• WHAT YOU NEED TO DO: Convert every line of the records below into a Markdown table with the columns "Number" and "Entry," numbering the rows in order and omitting blank lines. Leave the pictures out of the table.

• STORED DATA:

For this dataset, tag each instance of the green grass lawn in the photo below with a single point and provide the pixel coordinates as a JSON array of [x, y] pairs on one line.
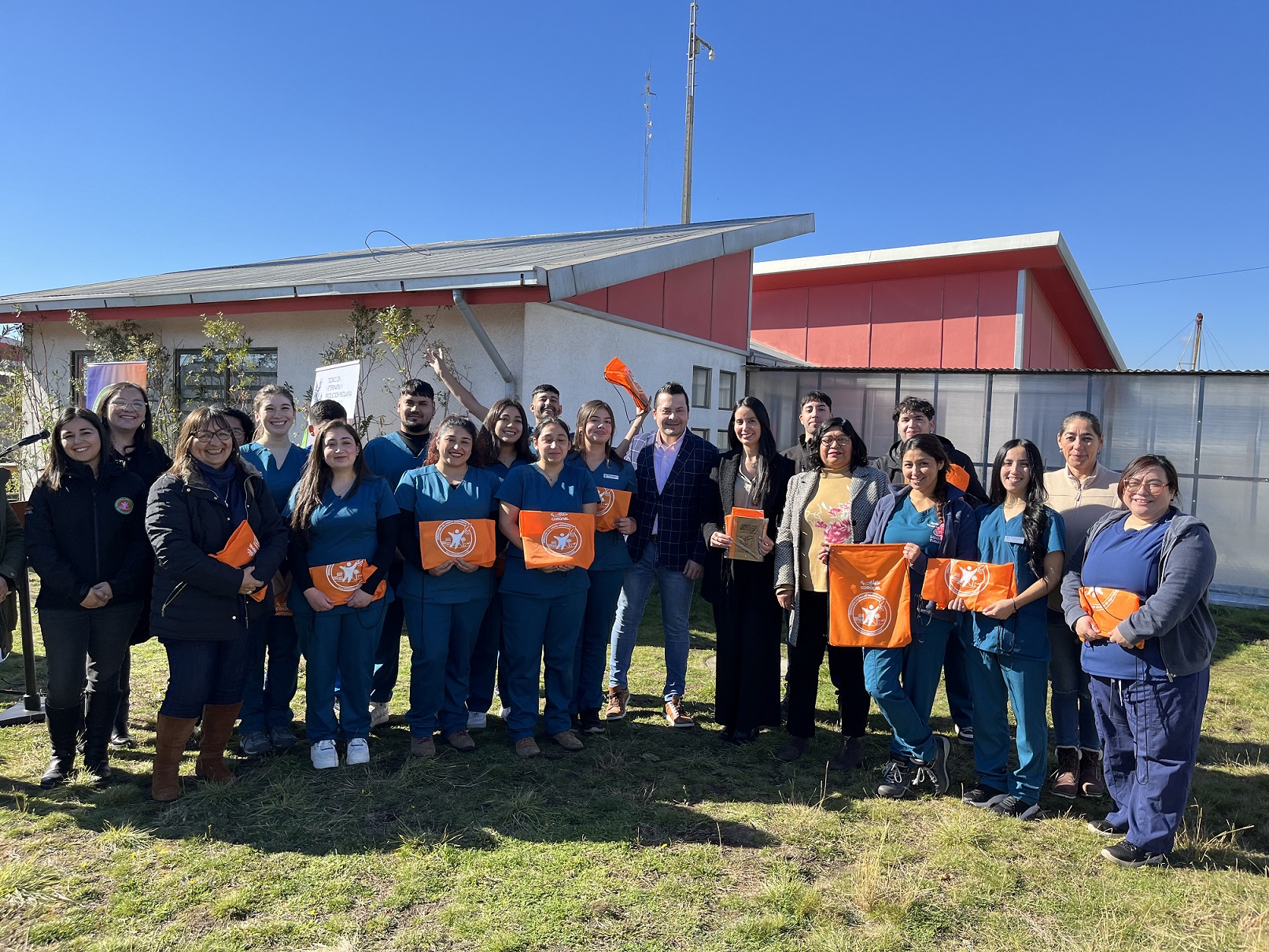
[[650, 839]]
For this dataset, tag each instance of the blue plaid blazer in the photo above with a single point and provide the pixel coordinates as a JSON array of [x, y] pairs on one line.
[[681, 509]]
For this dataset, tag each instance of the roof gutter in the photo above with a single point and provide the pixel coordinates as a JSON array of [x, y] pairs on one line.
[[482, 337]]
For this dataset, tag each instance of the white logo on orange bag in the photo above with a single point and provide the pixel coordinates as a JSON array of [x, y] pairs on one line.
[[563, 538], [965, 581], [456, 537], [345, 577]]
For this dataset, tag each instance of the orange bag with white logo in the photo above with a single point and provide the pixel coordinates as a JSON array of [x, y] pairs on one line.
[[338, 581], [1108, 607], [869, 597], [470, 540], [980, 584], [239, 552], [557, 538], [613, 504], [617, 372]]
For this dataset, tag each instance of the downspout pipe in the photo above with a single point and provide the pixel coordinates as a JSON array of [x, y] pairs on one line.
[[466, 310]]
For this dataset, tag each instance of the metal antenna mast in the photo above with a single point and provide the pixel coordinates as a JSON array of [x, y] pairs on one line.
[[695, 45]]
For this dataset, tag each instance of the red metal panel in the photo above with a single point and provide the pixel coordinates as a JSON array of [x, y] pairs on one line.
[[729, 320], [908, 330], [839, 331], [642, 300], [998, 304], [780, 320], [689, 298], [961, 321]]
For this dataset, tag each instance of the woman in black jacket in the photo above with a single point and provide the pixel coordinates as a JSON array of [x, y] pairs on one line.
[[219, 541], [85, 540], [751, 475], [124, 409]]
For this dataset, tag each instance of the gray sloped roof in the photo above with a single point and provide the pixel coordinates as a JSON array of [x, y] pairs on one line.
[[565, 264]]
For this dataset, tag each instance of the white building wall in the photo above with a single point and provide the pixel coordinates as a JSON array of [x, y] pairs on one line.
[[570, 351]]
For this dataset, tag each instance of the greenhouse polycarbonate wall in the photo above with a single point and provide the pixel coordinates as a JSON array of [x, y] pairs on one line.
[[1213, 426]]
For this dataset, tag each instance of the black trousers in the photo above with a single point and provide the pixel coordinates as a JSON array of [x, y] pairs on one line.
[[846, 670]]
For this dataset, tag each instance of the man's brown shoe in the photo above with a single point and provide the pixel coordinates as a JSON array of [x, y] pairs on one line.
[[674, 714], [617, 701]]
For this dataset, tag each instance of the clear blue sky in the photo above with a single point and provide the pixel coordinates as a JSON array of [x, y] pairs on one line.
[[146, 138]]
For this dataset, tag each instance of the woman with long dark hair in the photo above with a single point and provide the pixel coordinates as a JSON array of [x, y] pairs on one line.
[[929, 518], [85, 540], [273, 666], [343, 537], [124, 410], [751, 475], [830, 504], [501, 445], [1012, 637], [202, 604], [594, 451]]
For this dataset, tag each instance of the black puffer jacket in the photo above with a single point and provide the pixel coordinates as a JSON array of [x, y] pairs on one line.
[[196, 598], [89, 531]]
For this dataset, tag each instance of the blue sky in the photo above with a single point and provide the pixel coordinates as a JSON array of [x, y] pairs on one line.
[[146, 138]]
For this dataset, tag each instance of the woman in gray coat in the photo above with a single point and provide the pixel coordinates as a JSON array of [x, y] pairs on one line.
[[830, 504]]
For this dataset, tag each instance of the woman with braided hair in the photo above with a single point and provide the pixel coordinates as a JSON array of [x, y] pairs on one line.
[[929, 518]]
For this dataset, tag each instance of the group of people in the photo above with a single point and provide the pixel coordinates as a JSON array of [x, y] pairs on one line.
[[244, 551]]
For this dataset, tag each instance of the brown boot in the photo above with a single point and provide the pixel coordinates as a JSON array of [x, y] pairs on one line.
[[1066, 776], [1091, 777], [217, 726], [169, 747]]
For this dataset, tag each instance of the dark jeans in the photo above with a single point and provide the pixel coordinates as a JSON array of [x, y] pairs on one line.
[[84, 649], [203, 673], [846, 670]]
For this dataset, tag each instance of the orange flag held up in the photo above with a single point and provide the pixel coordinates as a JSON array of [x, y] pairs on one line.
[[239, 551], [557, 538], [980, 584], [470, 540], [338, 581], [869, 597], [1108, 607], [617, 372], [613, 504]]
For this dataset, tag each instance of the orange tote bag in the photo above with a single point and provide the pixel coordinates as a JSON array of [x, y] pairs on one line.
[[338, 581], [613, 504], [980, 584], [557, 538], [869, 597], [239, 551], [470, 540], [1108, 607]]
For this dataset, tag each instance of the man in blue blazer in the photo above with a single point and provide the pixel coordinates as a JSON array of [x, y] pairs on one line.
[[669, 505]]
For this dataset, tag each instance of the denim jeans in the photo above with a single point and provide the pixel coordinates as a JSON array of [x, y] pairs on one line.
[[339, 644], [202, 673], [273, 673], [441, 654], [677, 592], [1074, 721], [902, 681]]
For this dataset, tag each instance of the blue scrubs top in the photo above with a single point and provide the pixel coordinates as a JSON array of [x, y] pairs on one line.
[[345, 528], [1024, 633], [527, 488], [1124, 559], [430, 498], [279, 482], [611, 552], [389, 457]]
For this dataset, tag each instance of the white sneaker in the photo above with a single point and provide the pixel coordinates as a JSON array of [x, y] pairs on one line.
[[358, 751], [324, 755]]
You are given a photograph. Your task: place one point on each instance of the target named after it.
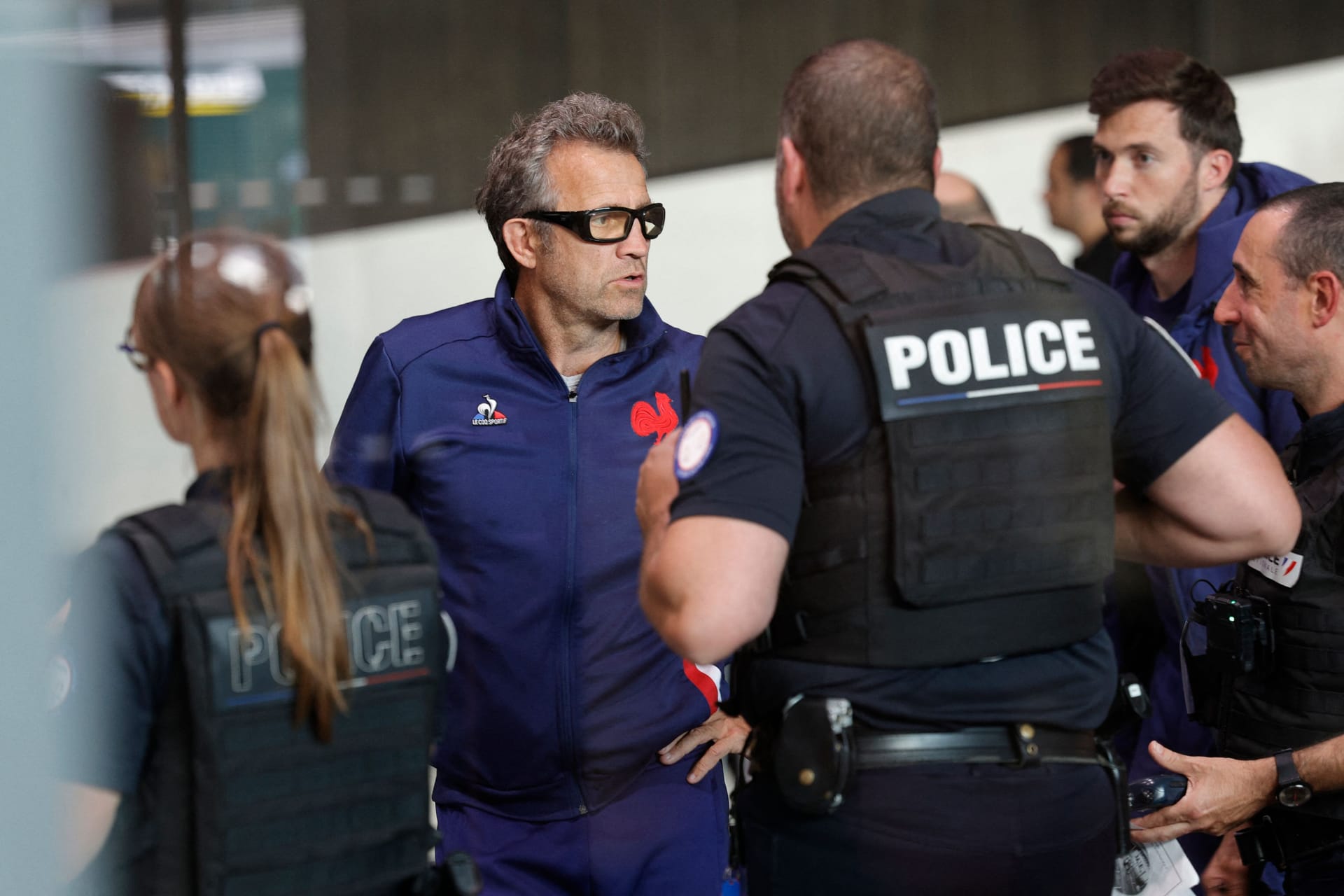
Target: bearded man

• RESULT FOR THIS TASK:
| Number | Entry |
|---|---|
| 1 | For this dataset, tag each instance of the green grass lawn in the photo below with a single point and provide the pixel coordinates as a JSON array of [x, y] pairs on one line. |
| 2 | [[650, 839]] |
| 3 | For this dataset, tag each instance of the blue plaid blazer in the photo above with a single point and provide the pixel coordinates as a JSON array of [x, y] pairs on one line. |
| 4 | [[681, 509]] |
| 5 | For this dataset, tag each instance of the roof gutter in the photo above with a single point and provide the pixel coordinates as a JSON array of [x, y] pairs on one line. |
| 6 | [[482, 337]] |
| 7 | For this dataset, tag each instance of the white logo on orange bag in the photo above with a single point and provide the pixel coordinates as a JSON array of [x, y] pairs on one line. |
| 8 | [[563, 538], [965, 581], [456, 537], [345, 577]] |
| 9 | For this dataset, tag each instance of the orange bag with white logo in the photo above with a single point and provide the pixel coordinates as a JSON array of [x, y] pairs on one line. |
| 10 | [[338, 581], [1108, 607], [869, 597], [470, 540], [980, 584], [239, 552], [557, 538], [613, 504], [617, 372]] |
| 11 | For this dataset, tag each instance of the downspout pipe in the photo above with a single point and provide the pixel coordinates as a JSON array of [x, y] pairs on one line. |
| 12 | [[466, 310]] |
| 13 | For this dataset, tag each instance of the metal antenna mast in the photo above with a single point and provide the pixel coordinates as a JSON array of [x, y] pairs on one line. |
| 14 | [[695, 45]] |
| 15 | For this dataset, tag each instance of the red metal panel in the photo above with a single point and provide the pixel coordinates as a JSON array of [x, y] pairs on one line. |
| 16 | [[729, 320], [908, 330], [839, 331], [642, 300], [998, 304], [780, 320], [689, 298], [961, 321]] |
| 17 | For this dataset, tag each instance of the woman in black jacket in the photo above with a single point and provide the pixel coordinates as a JSON array of [x, y] pairs on one line. |
| 18 | [[219, 541], [85, 540], [751, 475], [124, 409]] |
| 19 | For this dataset, tag each instance of the gray sloped roof in the photo above with a single point and provide the pixel coordinates as a JSON array of [x, y] pairs on one line. |
| 20 | [[565, 264]] |
| 21 | For this dataset, tag each instance of the white building wall in the photo above with a single point and provide the pixel coordinates as a JSON array of [x, y] pairs on one line. |
| 22 | [[570, 351]] |
| 23 | For this dataset, tag each instance of the greenhouse polycarbonate wall in the photo above with a single point and provide the pixel coordinates as a JSON array of [x, y] pairs on one line. |
| 24 | [[1213, 426]] |
| 25 | For this dataset, tag each instance of the black trousers in the photo above with a single point and provide the pixel coordinates as a JSON array of [x, y] pairs on one line. |
| 26 | [[846, 670]] |
| 27 | For this dataset, tag each instance of the man's brown shoe in the photo above with a single point and provide the pixel coordinates as a JSON array of [x, y] pairs on one line. |
| 28 | [[674, 714], [617, 701]] |
| 29 | For this dataset, tag each instance of the clear blue sky in the photo above with a single point and provide the pixel coordinates as a JSON array of [x, y] pairs on one line. |
| 30 | [[146, 138]] |
| 31 | For this dataset, tag each instance of the woman with long dark hair in the photo above with a single point and provide the pixel coordinates as a JSON array of [x, y] pairs on one line. |
| 32 | [[929, 518], [85, 540], [273, 666], [343, 537], [124, 410], [751, 475], [830, 504], [501, 445], [1012, 637], [202, 604], [594, 451]] |
| 33 | For this dataset, tag each instance of the black puffer jacket in the photo above with a single point and provide the pixel coordinates as a JSON array of [x, y] pairs on one line. |
| 34 | [[196, 598], [89, 531]] |
| 35 | For this dataset, tag each instance of the blue sky in the photo above with a single point and provide the pixel coordinates as a JSON array of [x, y] pairs on one line. |
| 36 | [[146, 138]] |
| 37 | For this dataset, tag each instance of the woman in gray coat in the photo above with a single point and provide the pixel coordinates as a JSON array of [x, y] pairs on one line. |
| 38 | [[830, 504]] |
| 39 | For this dataset, tag each instance of the woman with braided hair in the photo above with a single point and provide the pixel coordinates as a JSON array of [x, y] pairs on one line. |
| 40 | [[929, 518]] |
| 41 | For this dataset, tag each instance of the group of people in the photo above with a single point and provide the pixel coordinates as a JSON array of [x, y] pairs on one line. |
| 42 | [[244, 551]] |
| 43 | For this dataset, tag each instance of the brown boot in the photo above with a single point and provide the pixel coordinates as a JSON array of [x, y] pairs on one line. |
| 44 | [[1066, 776], [1091, 777], [217, 726], [169, 747]] |
| 45 | For this dataset, tag each instance of the dark jeans in the photo above with a single point and provide the pixel coordinates as a JSON array of [x, y] pairs on one line. |
| 46 | [[84, 649], [203, 673], [846, 670]] |
| 47 | For this dataset, tag each instance of the orange flag held up in the photo above with a single point and provide the pixel coordinates as a JSON array of [x, y] pairs on one line. |
| 48 | [[239, 551], [557, 538], [980, 584], [470, 540], [338, 581], [869, 597], [1108, 607], [617, 372], [613, 504]] |
| 49 | For this dataset, tag each instance of the orange tote bag in the photo above with a single point and provide the pixel coordinates as a JSON array of [x, y] pairs on one line. |
| 50 | [[338, 581], [613, 504], [980, 584], [557, 538], [869, 597], [239, 551], [470, 540], [1108, 607]] |
| 51 | For this dataset, tag each instance of the man in blue blazer in the photo above with a single point and provide the pixel coordinates as a JSON array of [x, y] pairs on one line. |
| 52 | [[669, 505]] |
| 53 | For this dataset, tag each instance of the denim jeans in the photo above with a single point and provide the pixel coordinates as a JSON array of [x, y] pairs on one line. |
| 54 | [[339, 644], [202, 673], [273, 673], [441, 654], [677, 592], [1074, 721], [902, 681]] |
| 55 | For this dataset, tag each instance of the blue scrubs top in the photo above with a single point and provide the pixel coordinates as a JSON array of [x, y] pairs on one line. |
| 56 | [[345, 528], [1024, 633], [527, 488], [1124, 559], [430, 498], [279, 482], [611, 552], [389, 457]] |
| 57 | For this dataset, tag each instance of the white sneaker in the photo above with a single point and provide the pixel coordinates as a JSON array of [x, y] pairs on one line. |
| 58 | [[358, 751], [324, 755]] |
| 59 | You are given a photograph. Your task: place one point on each instance of the target named after it. |
| 60 | Target: bearded man |